[Begin Data lines]
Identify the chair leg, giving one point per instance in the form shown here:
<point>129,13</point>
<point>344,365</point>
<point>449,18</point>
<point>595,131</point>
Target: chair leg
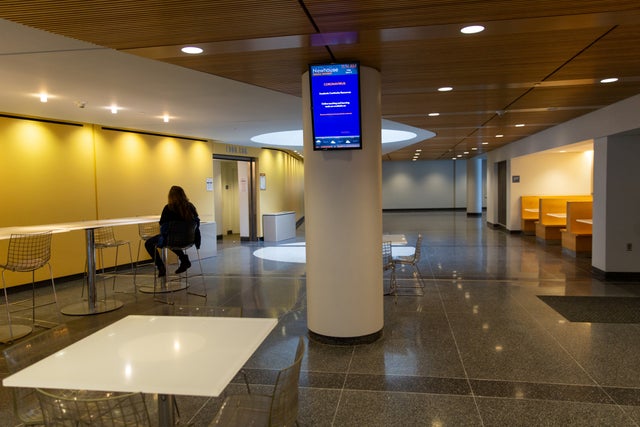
<point>14,331</point>
<point>204,287</point>
<point>163,280</point>
<point>6,301</point>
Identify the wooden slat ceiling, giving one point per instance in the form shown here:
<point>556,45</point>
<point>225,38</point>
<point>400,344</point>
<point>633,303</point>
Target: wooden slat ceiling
<point>537,63</point>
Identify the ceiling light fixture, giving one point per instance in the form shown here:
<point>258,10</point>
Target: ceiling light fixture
<point>192,50</point>
<point>472,29</point>
<point>294,138</point>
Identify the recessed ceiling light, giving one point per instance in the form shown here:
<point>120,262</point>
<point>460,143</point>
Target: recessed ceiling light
<point>472,29</point>
<point>191,50</point>
<point>294,138</point>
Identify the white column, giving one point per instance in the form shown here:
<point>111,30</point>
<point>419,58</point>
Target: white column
<point>616,222</point>
<point>474,186</point>
<point>343,227</point>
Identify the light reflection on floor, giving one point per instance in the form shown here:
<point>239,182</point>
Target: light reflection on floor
<point>296,252</point>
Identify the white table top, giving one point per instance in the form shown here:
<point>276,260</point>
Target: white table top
<point>196,356</point>
<point>63,227</point>
<point>395,239</point>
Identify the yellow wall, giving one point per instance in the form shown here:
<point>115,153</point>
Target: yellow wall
<point>54,173</point>
<point>284,176</point>
<point>58,172</point>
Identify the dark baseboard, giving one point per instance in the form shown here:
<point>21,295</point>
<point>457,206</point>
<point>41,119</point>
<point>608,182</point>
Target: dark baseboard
<point>622,276</point>
<point>364,339</point>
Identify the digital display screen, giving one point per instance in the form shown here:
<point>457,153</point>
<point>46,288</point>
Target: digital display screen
<point>335,106</point>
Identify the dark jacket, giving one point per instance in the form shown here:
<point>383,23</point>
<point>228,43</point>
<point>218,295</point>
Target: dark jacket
<point>169,215</point>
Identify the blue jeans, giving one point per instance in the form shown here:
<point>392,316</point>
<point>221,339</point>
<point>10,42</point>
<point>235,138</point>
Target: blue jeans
<point>150,245</point>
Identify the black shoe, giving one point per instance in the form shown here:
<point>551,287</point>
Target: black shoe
<point>183,266</point>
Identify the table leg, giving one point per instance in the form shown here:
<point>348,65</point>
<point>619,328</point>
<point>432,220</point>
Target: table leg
<point>166,415</point>
<point>166,286</point>
<point>92,306</point>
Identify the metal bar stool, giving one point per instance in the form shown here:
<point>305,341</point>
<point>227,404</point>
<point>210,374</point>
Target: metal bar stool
<point>104,238</point>
<point>145,231</point>
<point>27,252</point>
<point>180,236</point>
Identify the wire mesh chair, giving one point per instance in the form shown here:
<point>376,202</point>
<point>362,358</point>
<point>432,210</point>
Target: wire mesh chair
<point>181,235</point>
<point>145,231</point>
<point>92,408</point>
<point>26,252</point>
<point>27,352</point>
<point>412,261</point>
<point>277,409</point>
<point>388,264</point>
<point>105,238</point>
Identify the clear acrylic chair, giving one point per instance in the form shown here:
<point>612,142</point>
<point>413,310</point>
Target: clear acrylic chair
<point>181,235</point>
<point>145,231</point>
<point>411,261</point>
<point>277,409</point>
<point>26,253</point>
<point>92,408</point>
<point>387,264</point>
<point>104,238</point>
<point>27,352</point>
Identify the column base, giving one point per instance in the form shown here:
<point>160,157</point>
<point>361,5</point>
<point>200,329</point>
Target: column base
<point>364,339</point>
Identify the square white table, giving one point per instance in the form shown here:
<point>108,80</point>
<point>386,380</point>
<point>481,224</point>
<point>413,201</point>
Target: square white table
<point>395,239</point>
<point>167,355</point>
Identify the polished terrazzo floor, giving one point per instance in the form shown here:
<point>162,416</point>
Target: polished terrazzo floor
<point>479,348</point>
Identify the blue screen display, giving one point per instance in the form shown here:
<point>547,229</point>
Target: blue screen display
<point>335,106</point>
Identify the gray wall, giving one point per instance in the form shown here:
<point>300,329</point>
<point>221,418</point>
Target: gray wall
<point>429,184</point>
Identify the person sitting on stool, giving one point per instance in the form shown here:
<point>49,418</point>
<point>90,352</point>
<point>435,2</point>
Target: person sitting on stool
<point>178,208</point>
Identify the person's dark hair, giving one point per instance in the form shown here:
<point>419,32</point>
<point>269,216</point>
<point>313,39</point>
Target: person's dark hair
<point>178,202</point>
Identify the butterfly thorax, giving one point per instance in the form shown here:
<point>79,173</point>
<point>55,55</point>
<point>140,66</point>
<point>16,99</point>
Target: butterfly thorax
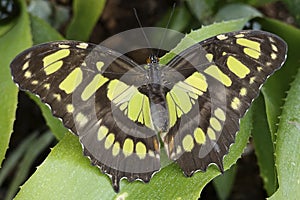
<point>156,93</point>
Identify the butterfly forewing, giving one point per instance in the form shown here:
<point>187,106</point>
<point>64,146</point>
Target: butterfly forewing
<point>103,98</point>
<point>92,89</point>
<point>229,70</point>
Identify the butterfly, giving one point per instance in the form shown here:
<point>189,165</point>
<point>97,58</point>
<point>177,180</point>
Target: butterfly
<point>123,112</point>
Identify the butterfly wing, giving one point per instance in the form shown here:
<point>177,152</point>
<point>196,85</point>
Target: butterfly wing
<point>94,90</point>
<point>214,84</point>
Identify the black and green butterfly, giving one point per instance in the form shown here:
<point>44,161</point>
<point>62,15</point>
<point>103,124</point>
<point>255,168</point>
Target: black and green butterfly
<point>122,112</point>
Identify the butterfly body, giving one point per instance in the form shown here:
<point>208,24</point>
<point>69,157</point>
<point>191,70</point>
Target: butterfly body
<point>120,109</point>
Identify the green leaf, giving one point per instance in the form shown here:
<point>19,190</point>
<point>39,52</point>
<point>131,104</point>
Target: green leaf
<point>67,174</point>
<point>223,183</point>
<point>14,157</point>
<point>201,9</point>
<point>85,16</point>
<point>36,147</point>
<point>287,145</point>
<point>236,11</point>
<point>263,144</point>
<point>274,91</point>
<point>14,41</point>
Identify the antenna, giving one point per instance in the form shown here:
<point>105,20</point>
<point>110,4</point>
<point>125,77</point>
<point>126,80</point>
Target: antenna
<point>140,24</point>
<point>165,32</point>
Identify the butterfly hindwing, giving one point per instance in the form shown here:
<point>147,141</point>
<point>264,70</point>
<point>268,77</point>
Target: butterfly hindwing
<point>118,108</point>
<point>92,89</point>
<point>222,76</point>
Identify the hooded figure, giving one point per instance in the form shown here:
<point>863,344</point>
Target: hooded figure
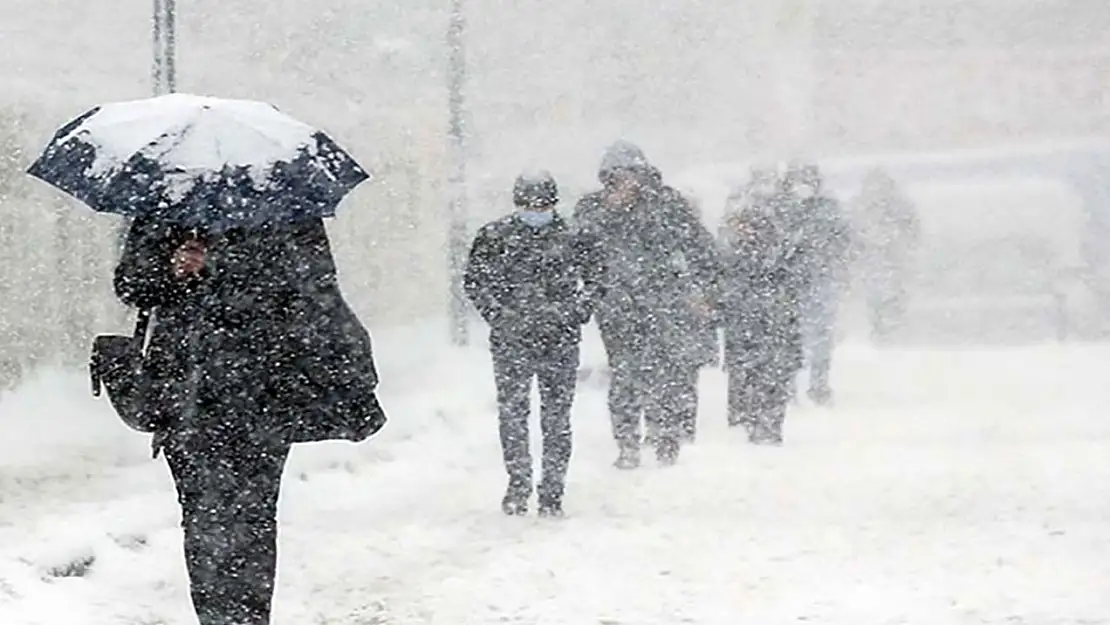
<point>661,279</point>
<point>819,228</point>
<point>253,349</point>
<point>760,315</point>
<point>889,230</point>
<point>535,282</point>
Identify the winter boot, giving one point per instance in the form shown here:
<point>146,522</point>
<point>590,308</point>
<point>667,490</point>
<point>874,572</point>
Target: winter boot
<point>666,452</point>
<point>551,508</point>
<point>628,457</point>
<point>515,502</point>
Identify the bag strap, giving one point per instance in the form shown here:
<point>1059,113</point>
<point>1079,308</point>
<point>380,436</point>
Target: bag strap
<point>142,322</point>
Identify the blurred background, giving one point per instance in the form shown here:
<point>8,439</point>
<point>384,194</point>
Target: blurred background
<point>990,113</point>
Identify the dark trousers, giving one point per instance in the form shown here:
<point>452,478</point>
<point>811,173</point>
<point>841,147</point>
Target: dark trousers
<point>653,386</point>
<point>555,370</point>
<point>757,394</point>
<point>228,487</point>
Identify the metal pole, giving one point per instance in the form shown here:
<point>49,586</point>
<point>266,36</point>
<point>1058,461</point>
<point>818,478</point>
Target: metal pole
<point>456,135</point>
<point>171,46</point>
<point>158,68</point>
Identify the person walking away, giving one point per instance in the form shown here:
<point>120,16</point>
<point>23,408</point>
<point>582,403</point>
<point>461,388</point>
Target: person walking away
<point>760,315</point>
<point>889,230</point>
<point>651,314</point>
<point>535,281</point>
<point>826,239</point>
<point>248,323</point>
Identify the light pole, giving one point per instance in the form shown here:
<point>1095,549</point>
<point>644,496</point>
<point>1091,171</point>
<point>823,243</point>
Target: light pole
<point>164,26</point>
<point>456,137</point>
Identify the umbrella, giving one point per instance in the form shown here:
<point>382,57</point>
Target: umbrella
<point>199,161</point>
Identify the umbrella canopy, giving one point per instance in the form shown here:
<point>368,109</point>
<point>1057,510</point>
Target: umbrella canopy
<point>199,161</point>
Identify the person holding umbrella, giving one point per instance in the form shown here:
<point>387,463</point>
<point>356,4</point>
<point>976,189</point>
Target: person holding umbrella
<point>253,348</point>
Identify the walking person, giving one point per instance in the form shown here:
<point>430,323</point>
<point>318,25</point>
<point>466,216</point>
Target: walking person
<point>661,282</point>
<point>825,237</point>
<point>760,315</point>
<point>536,282</point>
<point>889,230</point>
<point>243,343</point>
<point>251,341</point>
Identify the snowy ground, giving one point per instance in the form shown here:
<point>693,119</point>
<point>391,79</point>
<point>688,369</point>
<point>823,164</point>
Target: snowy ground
<point>946,486</point>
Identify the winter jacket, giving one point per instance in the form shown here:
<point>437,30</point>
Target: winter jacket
<point>760,298</point>
<point>661,261</point>
<point>261,344</point>
<point>534,285</point>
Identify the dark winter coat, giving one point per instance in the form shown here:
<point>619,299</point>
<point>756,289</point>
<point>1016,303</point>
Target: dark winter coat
<point>535,286</point>
<point>827,240</point>
<point>661,261</point>
<point>263,333</point>
<point>760,296</point>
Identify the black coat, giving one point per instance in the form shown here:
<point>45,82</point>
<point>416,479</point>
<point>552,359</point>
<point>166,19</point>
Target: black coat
<point>535,286</point>
<point>262,344</point>
<point>661,259</point>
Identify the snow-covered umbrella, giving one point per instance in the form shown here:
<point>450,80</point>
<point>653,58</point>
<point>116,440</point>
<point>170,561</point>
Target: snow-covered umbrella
<point>199,161</point>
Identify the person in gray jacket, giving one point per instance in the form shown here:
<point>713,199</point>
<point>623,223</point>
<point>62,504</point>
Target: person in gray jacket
<point>651,320</point>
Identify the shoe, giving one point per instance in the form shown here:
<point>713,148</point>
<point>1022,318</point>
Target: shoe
<point>666,452</point>
<point>628,459</point>
<point>515,502</point>
<point>551,510</point>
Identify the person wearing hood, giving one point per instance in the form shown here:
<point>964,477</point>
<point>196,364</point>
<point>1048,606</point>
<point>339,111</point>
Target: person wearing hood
<point>819,227</point>
<point>252,349</point>
<point>536,282</point>
<point>889,229</point>
<point>760,312</point>
<point>655,245</point>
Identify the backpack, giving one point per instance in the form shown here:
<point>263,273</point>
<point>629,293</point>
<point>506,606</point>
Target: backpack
<point>115,364</point>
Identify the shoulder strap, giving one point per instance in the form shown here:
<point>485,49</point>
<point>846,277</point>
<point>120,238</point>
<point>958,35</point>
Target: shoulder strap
<point>142,322</point>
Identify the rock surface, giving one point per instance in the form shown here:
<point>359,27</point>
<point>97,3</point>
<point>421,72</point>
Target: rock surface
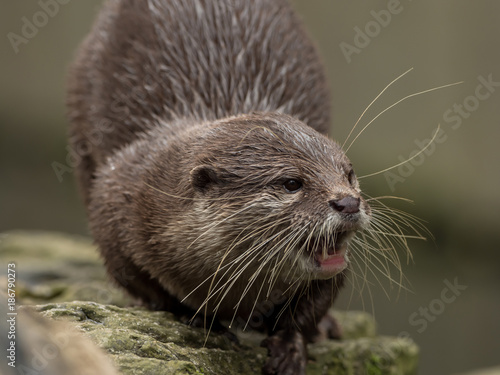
<point>55,269</point>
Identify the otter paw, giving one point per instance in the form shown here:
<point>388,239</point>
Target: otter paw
<point>286,354</point>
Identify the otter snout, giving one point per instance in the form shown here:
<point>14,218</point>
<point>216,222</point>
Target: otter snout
<point>346,205</point>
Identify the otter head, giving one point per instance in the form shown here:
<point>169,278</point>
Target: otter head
<point>286,195</point>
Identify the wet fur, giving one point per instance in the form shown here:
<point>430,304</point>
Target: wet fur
<point>190,112</point>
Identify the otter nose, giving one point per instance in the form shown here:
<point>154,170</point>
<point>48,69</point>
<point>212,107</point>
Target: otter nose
<point>347,205</point>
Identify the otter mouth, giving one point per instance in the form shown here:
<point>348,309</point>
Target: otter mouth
<point>329,255</point>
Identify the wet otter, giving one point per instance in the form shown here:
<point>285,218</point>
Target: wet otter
<point>210,185</point>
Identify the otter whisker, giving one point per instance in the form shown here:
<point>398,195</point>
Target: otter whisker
<point>407,160</point>
<point>371,103</point>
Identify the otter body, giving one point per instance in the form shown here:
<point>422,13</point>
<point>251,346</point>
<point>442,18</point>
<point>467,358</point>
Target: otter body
<point>209,183</point>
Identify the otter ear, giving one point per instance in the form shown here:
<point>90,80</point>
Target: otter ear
<point>202,176</point>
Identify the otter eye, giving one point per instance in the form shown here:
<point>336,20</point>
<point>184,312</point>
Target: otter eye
<point>352,177</point>
<point>292,186</point>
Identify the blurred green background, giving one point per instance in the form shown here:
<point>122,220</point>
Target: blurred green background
<point>455,186</point>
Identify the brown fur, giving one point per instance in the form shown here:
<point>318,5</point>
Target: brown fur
<point>191,116</point>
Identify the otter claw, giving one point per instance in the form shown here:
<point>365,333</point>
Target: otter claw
<point>286,354</point>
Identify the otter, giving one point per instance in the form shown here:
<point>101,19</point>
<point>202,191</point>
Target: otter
<point>210,183</point>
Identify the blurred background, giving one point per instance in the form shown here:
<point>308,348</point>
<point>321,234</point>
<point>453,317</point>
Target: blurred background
<point>452,308</point>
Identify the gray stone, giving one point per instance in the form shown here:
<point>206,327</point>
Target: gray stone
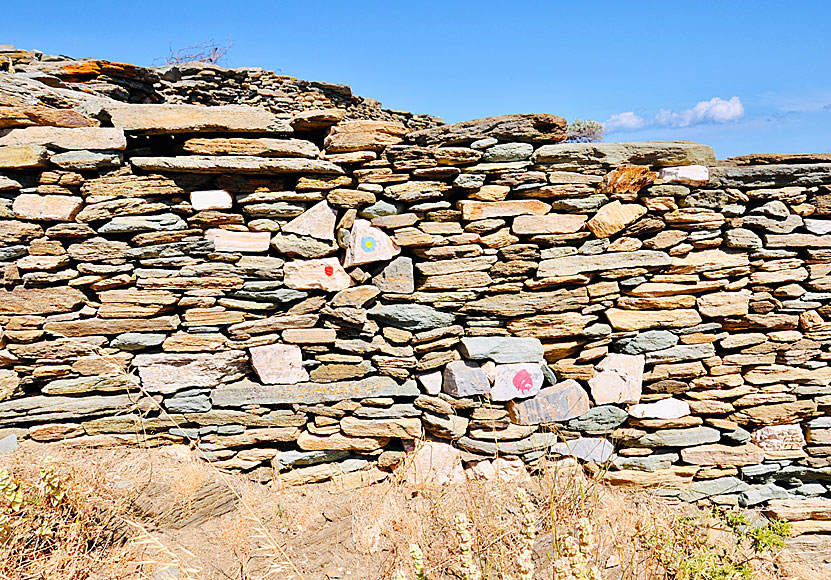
<point>679,437</point>
<point>149,223</point>
<point>137,340</point>
<point>649,341</point>
<point>8,444</point>
<point>86,160</point>
<point>683,352</point>
<point>571,265</point>
<point>397,277</point>
<point>508,152</point>
<point>599,419</point>
<point>720,486</point>
<point>292,458</point>
<point>464,379</point>
<point>412,316</point>
<point>650,463</point>
<point>250,393</point>
<point>594,449</point>
<point>761,494</point>
<point>502,349</point>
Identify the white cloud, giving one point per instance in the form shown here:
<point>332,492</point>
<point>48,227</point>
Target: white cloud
<point>714,111</point>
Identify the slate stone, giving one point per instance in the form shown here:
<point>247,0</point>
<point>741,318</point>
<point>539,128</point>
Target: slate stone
<point>131,341</point>
<point>411,316</point>
<point>249,393</point>
<point>464,379</point>
<point>679,437</point>
<point>651,340</point>
<point>701,489</point>
<point>502,349</point>
<point>599,419</point>
<point>560,402</point>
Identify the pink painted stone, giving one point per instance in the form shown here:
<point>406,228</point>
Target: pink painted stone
<point>322,274</point>
<point>369,244</point>
<point>516,381</point>
<point>279,364</point>
<point>663,409</point>
<point>317,222</point>
<point>779,437</point>
<point>618,379</point>
<point>213,199</point>
<point>434,463</point>
<point>231,241</point>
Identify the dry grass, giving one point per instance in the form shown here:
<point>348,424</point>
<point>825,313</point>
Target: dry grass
<point>332,531</point>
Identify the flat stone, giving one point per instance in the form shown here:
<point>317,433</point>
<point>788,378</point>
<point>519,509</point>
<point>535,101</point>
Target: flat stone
<point>600,419</point>
<point>548,224</point>
<point>557,403</point>
<point>278,364</point>
<point>23,157</point>
<point>626,320</point>
<point>211,199</point>
<point>465,379</point>
<point>368,244</point>
<point>702,489</point>
<point>233,241</point>
<point>317,222</point>
<point>515,381</point>
<point>663,409</point>
<point>747,454</point>
<point>618,379</point>
<point>529,128</point>
<point>576,156</point>
<point>23,301</point>
<point>502,349</point>
<point>167,373</point>
<point>323,274</point>
<point>153,223</point>
<point>411,316</point>
<point>69,138</point>
<point>613,217</point>
<point>578,264</point>
<point>31,206</point>
<point>248,393</point>
<point>397,277</point>
<point>594,449</point>
<point>477,210</point>
<point>679,437</point>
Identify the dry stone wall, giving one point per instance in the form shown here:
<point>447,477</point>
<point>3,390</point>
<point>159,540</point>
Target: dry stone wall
<point>310,293</point>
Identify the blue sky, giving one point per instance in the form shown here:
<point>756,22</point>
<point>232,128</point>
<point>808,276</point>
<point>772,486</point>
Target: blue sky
<point>741,76</point>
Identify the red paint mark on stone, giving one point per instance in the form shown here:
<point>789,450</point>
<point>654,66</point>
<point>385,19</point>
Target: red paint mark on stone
<point>523,381</point>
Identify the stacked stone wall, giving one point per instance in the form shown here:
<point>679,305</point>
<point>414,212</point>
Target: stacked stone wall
<point>309,293</point>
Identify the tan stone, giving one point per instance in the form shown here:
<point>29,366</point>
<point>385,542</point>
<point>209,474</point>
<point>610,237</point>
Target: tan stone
<point>716,454</point>
<point>548,224</point>
<point>31,206</point>
<point>613,217</point>
<point>647,319</point>
<point>477,210</point>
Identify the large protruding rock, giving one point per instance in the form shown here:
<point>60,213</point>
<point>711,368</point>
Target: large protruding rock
<point>529,128</point>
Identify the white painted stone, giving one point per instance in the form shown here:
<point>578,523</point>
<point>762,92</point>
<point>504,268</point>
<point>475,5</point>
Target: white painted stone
<point>516,381</point>
<point>211,199</point>
<point>317,222</point>
<point>231,241</point>
<point>663,409</point>
<point>618,379</point>
<point>369,244</point>
<point>322,274</point>
<point>279,364</point>
<point>687,174</point>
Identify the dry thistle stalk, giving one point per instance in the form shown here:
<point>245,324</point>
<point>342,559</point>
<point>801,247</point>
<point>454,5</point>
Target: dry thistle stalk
<point>470,571</point>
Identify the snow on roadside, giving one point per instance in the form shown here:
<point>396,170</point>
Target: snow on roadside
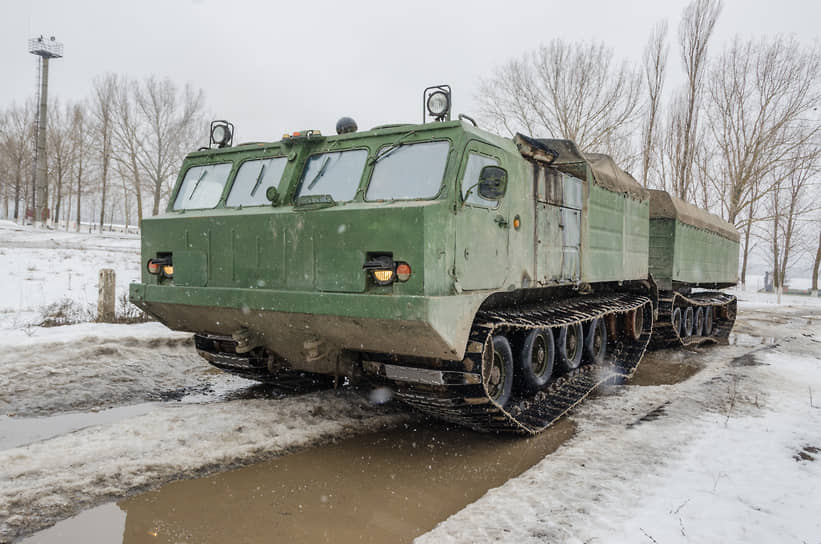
[End Data lines]
■ Directions ■
Convert everything from the line containing "Identify the wet fur, giving" down to the line containing "<point>190,112</point>" in the data above into a Markdown table with columns named Row and Line, leaving out blank lines.

■ Reply to the task ■
| Row | Line |
|---|---|
| 1 | Identify the wet fur, giving one point per instance in the form shown here: |
| 2 | <point>430,304</point> |
| 3 | Target: wet fur |
| 4 | <point>190,112</point> |